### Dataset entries
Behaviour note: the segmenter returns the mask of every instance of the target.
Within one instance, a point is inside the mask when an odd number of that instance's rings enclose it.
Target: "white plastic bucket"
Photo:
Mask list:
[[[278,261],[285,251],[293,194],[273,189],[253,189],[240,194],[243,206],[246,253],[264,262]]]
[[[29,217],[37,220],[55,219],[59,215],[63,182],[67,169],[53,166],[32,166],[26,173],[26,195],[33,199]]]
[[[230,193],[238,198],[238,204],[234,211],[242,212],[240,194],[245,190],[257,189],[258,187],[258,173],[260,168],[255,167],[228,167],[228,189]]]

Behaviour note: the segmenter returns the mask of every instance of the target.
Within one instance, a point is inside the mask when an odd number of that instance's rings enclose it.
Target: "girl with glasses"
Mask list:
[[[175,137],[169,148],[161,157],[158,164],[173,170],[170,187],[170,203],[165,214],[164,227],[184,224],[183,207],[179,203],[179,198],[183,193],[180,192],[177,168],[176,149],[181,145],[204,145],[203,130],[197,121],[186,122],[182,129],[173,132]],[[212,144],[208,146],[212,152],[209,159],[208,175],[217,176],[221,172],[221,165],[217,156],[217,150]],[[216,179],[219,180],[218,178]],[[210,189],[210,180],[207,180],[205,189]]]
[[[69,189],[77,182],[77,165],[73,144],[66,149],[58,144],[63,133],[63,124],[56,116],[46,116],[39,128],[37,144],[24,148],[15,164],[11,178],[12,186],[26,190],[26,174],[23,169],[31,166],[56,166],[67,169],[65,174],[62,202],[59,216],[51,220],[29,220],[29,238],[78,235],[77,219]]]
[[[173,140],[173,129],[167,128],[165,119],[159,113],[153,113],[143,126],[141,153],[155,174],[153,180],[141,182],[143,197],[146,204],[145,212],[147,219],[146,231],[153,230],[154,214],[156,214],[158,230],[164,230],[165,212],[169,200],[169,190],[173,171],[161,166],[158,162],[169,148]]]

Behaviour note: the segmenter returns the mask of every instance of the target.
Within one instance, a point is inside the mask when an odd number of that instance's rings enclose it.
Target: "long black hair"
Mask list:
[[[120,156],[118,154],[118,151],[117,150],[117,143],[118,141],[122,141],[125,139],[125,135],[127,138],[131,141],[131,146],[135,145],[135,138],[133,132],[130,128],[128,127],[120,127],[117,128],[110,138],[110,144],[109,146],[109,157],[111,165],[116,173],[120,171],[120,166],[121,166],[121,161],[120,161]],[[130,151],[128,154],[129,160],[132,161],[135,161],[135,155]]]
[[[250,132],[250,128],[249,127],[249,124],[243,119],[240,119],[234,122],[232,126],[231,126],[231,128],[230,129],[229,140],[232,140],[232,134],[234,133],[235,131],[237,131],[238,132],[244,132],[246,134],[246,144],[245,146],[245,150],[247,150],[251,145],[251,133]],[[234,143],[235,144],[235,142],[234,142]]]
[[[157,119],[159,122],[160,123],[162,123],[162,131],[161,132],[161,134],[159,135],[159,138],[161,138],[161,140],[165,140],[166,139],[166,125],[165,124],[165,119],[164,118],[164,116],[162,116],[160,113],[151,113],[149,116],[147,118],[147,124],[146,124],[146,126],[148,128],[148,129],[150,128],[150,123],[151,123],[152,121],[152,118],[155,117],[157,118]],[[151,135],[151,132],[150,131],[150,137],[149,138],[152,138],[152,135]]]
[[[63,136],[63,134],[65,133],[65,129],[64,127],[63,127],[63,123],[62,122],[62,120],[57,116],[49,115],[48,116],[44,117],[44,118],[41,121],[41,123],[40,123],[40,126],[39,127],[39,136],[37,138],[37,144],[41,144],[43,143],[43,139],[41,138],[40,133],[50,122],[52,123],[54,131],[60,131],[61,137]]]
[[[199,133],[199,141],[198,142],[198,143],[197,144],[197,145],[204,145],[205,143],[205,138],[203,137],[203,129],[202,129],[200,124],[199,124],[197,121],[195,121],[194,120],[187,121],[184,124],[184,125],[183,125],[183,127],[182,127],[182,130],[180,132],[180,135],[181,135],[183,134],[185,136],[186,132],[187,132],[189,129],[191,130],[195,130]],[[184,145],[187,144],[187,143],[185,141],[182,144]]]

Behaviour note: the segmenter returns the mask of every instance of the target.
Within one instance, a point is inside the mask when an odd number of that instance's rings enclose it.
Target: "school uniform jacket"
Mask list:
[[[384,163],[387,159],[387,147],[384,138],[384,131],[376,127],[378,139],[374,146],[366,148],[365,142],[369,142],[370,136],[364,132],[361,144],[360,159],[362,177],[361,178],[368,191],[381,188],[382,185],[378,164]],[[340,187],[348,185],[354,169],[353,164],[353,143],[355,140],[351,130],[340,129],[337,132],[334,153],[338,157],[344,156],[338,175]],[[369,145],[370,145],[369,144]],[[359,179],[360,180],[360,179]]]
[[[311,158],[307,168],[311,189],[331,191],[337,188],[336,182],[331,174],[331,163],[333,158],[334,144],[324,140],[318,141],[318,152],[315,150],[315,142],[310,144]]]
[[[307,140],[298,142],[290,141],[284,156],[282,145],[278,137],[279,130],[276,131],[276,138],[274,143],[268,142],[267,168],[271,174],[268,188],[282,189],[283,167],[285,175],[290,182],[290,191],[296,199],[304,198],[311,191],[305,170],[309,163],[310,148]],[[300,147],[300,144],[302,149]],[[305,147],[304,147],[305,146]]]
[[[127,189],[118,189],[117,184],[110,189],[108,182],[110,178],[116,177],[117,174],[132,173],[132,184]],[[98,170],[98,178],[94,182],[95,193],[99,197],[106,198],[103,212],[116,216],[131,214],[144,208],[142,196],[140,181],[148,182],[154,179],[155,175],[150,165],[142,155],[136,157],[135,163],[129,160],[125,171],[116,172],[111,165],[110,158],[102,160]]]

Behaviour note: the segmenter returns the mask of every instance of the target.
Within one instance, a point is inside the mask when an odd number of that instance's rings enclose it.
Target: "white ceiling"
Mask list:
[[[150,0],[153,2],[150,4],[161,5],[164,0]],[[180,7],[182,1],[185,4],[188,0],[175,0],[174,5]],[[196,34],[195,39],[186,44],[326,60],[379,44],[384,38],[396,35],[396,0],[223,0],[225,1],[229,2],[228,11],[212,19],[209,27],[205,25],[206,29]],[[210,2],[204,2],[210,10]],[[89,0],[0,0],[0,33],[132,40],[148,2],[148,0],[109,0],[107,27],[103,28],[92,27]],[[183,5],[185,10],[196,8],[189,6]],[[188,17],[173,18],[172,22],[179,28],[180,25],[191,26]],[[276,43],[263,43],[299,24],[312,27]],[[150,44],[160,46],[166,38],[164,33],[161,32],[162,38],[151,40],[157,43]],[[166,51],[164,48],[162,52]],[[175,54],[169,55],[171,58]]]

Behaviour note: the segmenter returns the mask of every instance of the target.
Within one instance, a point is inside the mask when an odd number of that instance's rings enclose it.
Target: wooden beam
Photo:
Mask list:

### Aim of the exercise
Please identify every line in the records that contains the word "white", and copy each of those lines.

### Response to the exercise
Target: "white plastic bucket"
Target: "white ceiling"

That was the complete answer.